### [EXERCISE AIM]
Should a line in the entries below contain "amphibian", return that line.

### [DATA TO USE]
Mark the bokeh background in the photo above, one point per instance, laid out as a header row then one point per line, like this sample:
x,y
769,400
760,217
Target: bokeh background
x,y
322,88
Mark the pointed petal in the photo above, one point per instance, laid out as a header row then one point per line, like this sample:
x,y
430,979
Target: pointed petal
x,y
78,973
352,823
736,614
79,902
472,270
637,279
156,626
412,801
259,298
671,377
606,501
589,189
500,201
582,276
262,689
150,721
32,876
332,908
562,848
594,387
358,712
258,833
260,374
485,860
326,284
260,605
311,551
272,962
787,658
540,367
...
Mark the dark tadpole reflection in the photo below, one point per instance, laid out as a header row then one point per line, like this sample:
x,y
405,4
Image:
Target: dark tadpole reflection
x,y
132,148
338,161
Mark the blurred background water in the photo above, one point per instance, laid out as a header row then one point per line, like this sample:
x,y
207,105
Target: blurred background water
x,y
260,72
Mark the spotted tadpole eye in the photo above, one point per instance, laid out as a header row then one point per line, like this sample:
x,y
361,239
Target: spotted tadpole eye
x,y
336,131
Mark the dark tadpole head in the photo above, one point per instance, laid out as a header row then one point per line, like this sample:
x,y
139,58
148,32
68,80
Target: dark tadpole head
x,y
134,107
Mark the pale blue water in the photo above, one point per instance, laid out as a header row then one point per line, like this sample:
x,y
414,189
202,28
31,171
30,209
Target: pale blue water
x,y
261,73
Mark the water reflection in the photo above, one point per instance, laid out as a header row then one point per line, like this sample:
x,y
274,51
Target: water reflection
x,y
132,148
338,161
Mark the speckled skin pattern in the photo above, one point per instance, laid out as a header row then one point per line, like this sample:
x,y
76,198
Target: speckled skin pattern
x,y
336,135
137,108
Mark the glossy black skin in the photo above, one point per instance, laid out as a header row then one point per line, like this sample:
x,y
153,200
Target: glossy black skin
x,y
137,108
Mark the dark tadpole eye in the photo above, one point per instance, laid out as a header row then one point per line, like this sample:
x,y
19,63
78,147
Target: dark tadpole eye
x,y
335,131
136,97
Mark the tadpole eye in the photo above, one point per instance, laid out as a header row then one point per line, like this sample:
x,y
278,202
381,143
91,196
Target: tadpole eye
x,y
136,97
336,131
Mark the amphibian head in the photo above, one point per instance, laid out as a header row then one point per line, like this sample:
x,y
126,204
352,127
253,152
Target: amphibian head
---
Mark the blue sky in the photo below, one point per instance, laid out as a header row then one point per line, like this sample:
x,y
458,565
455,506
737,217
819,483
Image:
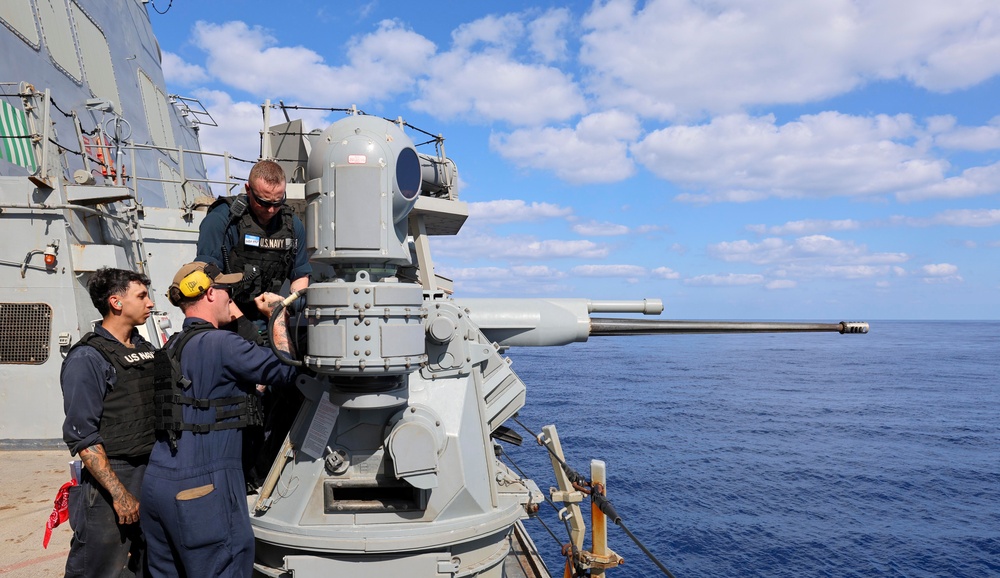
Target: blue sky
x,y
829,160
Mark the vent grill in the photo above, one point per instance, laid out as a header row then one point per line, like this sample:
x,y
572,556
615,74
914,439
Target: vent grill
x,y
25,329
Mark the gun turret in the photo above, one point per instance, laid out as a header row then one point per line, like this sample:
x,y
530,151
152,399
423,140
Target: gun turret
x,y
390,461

### [RESPONSE TO THIS TASK]
Mark the amphibian head in the photo above, one point per instance, laid out as a header row then one point per line, like this sample:
Target: amphibian head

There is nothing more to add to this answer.